Set exercise: Convert the entries below, from the line containing "the man riding" through the line containing "[[1179, 87]]", into a two-column CSV with the header request,answer. Give one row per entry, put each field in double quotes, and replace line breaks within a field with spaces.

-------

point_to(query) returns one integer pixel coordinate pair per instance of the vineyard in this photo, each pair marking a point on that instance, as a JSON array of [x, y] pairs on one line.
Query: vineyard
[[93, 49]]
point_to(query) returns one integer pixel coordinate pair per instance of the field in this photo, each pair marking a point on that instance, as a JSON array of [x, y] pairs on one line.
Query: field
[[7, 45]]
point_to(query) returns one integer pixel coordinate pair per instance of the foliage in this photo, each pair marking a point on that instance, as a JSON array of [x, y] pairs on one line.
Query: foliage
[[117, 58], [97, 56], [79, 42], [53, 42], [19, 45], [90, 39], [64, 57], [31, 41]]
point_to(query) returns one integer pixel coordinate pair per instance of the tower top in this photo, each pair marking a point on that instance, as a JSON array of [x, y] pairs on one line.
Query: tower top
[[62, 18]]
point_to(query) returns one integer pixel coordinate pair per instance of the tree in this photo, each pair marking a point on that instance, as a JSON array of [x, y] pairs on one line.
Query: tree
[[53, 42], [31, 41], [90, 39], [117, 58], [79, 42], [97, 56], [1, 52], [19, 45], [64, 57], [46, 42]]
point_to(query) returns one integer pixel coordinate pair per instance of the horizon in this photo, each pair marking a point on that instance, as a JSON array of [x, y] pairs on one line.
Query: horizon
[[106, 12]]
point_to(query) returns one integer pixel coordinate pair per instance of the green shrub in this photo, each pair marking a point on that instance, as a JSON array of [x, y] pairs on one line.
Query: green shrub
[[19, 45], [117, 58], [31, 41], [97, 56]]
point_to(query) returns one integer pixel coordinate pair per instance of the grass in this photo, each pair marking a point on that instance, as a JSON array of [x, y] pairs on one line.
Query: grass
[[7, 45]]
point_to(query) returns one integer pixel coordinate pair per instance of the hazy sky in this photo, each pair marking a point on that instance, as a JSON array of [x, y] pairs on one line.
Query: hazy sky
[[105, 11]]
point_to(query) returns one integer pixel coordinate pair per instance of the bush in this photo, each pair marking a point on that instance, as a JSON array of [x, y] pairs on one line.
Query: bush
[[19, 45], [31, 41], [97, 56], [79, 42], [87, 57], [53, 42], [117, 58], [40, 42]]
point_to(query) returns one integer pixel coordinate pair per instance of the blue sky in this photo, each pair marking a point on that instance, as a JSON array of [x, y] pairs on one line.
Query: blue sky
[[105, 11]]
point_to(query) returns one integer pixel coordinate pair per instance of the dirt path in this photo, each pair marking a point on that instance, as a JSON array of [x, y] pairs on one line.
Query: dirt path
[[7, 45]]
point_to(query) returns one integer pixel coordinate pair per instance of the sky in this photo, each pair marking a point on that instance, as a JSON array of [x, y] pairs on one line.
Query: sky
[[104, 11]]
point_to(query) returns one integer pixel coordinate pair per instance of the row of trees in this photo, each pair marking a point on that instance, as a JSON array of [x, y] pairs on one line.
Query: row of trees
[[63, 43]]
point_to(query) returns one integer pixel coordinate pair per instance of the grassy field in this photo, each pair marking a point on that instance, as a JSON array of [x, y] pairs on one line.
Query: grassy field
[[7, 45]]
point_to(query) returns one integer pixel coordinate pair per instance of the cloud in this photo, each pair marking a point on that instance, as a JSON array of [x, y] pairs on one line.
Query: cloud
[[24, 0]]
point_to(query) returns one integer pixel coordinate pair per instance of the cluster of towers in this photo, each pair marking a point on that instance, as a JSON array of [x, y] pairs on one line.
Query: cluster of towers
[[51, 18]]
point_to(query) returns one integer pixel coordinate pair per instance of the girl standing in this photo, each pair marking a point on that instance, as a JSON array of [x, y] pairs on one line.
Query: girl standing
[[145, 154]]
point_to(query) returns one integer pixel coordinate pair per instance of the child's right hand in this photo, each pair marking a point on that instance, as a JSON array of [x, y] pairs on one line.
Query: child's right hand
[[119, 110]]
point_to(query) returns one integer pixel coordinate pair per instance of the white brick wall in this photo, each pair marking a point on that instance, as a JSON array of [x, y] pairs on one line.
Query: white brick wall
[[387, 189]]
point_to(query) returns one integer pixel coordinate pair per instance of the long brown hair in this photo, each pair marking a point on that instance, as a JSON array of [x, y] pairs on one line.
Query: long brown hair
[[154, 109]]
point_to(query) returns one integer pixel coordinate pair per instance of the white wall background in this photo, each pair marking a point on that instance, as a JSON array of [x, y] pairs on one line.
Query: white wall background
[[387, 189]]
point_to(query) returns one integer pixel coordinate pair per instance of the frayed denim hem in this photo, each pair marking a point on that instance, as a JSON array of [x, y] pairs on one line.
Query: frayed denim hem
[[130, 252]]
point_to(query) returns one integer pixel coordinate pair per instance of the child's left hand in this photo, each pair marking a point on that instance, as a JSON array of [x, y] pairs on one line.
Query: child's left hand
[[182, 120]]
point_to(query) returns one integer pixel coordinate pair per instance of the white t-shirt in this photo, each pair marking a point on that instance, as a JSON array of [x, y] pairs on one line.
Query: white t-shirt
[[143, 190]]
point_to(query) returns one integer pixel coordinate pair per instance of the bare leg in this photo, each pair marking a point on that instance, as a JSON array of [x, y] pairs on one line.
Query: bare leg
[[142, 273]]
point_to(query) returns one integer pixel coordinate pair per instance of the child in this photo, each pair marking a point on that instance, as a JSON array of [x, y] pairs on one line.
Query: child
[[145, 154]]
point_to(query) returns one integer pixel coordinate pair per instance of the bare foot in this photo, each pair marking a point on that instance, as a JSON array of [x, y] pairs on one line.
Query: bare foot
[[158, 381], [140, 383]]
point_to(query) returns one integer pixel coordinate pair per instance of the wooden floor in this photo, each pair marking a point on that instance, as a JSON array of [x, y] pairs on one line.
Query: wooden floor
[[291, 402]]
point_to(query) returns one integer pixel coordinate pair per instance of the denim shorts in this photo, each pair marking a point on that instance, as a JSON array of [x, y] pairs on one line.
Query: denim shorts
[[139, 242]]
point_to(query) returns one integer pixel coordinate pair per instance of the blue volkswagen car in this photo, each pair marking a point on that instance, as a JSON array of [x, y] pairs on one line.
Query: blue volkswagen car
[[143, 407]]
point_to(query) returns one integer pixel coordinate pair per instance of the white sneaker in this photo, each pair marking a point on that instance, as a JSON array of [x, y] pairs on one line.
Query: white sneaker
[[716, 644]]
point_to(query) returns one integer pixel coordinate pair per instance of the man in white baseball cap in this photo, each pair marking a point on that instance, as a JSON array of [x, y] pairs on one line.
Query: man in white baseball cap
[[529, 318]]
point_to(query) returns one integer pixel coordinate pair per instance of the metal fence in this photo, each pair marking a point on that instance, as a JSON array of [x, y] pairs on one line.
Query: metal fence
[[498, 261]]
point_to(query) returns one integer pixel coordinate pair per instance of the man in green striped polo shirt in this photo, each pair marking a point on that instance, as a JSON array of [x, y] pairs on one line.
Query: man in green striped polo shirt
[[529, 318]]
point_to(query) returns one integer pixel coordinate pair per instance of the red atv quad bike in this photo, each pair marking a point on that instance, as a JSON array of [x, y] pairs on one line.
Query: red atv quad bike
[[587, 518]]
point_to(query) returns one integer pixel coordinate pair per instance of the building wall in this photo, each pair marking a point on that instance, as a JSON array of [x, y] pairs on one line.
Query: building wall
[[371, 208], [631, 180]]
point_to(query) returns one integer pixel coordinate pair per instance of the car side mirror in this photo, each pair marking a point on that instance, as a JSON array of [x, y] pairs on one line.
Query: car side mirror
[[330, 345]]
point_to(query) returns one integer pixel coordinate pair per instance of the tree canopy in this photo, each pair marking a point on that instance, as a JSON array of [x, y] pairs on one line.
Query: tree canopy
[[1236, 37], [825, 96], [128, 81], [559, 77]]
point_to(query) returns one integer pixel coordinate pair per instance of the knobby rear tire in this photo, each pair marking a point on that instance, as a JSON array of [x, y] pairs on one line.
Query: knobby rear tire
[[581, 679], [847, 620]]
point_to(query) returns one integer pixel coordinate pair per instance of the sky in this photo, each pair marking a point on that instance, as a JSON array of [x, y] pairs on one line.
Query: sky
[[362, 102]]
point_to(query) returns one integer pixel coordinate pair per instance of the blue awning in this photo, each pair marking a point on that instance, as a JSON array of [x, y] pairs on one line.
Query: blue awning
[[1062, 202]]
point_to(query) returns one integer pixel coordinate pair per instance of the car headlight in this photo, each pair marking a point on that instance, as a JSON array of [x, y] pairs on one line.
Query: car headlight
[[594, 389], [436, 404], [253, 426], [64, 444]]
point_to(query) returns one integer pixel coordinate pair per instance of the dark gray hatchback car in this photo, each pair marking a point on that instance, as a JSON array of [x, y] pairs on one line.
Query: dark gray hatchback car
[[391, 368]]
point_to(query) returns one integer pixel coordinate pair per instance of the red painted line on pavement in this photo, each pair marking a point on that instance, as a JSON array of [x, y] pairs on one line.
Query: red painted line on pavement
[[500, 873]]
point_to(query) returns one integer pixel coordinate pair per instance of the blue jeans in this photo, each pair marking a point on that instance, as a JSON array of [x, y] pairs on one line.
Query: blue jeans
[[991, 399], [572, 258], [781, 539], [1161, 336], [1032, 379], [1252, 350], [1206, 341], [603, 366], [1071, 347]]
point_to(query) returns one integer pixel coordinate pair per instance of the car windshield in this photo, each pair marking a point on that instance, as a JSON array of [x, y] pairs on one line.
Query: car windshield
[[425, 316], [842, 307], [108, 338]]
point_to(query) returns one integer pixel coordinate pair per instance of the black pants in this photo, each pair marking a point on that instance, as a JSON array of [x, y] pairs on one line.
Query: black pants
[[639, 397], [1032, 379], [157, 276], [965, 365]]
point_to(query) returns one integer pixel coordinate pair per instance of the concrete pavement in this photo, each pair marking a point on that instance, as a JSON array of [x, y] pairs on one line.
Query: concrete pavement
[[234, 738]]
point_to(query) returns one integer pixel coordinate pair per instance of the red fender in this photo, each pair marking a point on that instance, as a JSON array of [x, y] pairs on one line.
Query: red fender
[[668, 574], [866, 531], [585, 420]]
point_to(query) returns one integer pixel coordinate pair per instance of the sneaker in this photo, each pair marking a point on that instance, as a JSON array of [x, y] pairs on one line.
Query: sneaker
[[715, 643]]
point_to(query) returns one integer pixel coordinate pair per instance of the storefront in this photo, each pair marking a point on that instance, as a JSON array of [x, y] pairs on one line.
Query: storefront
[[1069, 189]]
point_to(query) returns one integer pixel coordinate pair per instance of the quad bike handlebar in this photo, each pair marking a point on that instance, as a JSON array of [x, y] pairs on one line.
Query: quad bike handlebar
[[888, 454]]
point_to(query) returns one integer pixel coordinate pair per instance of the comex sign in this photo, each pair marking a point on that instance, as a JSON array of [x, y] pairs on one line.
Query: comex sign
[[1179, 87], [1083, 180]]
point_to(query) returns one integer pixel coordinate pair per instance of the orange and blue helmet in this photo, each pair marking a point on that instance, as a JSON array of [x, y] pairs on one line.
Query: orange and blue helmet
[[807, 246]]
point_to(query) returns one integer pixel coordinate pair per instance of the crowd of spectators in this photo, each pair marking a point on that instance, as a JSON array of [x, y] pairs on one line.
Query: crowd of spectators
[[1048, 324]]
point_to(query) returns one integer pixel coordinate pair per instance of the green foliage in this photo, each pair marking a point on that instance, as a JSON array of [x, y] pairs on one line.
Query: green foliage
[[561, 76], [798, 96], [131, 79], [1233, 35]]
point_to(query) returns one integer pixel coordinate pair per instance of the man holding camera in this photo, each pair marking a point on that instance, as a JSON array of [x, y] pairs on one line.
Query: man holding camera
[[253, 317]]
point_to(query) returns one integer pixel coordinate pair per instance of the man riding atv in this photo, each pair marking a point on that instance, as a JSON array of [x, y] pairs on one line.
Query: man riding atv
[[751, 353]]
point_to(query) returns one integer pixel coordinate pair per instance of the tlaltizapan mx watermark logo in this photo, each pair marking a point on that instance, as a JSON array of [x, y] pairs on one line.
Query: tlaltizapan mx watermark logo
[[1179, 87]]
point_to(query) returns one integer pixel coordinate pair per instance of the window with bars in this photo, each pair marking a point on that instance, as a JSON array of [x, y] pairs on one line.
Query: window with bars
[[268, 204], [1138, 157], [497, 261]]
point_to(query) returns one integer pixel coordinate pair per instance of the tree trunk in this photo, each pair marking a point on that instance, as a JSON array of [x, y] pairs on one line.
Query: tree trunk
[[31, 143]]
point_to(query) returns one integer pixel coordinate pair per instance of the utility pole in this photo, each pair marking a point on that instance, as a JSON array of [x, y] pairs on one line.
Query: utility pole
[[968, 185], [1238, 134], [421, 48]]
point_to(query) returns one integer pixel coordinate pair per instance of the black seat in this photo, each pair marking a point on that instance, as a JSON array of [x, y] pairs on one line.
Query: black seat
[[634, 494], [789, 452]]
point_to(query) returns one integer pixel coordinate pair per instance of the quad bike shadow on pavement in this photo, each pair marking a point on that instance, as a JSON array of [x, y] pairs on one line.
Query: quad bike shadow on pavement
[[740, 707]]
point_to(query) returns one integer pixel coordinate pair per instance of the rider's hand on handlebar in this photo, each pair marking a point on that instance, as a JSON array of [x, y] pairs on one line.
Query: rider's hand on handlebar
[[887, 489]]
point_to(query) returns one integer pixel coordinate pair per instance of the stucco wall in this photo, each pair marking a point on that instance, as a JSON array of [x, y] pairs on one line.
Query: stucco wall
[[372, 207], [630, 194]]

-------

Exercise solution:
request,answer
"point_to(query) returns one integer pixel coordinate pair per instance of the man riding atv in this photo, each pair marking a point on that instance, as a JSON array of [x, y] pairs on one line. Query: man riding atv","[[751, 353]]"
"point_to(query) returns one integer pixel coordinate pair per instance of the tlaltizapan mx watermark logo in this photo, each pair marking a point on that instance, as a JSON array of [x, y] pairs on one line. Query: tlaltizapan mx watermark logo","[[1179, 87]]"